■ **What is being asked**: Count the lines in the data below that contain the string "detect", matching case exactly, and reply with only that number.

Records in a dataset:
##############################

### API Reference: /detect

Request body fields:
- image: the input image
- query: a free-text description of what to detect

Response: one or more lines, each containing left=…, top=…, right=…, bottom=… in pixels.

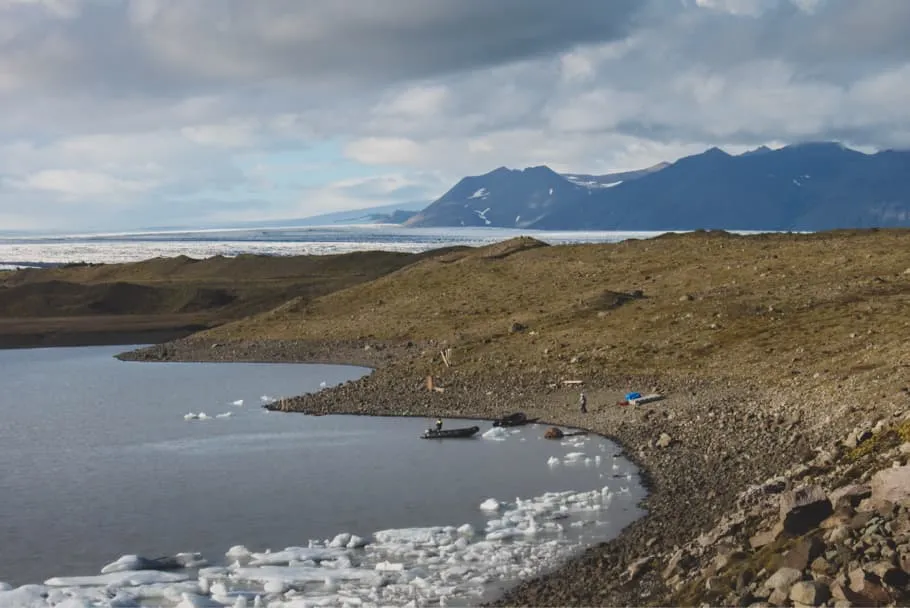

##############################

■ **Exercise answer**: 2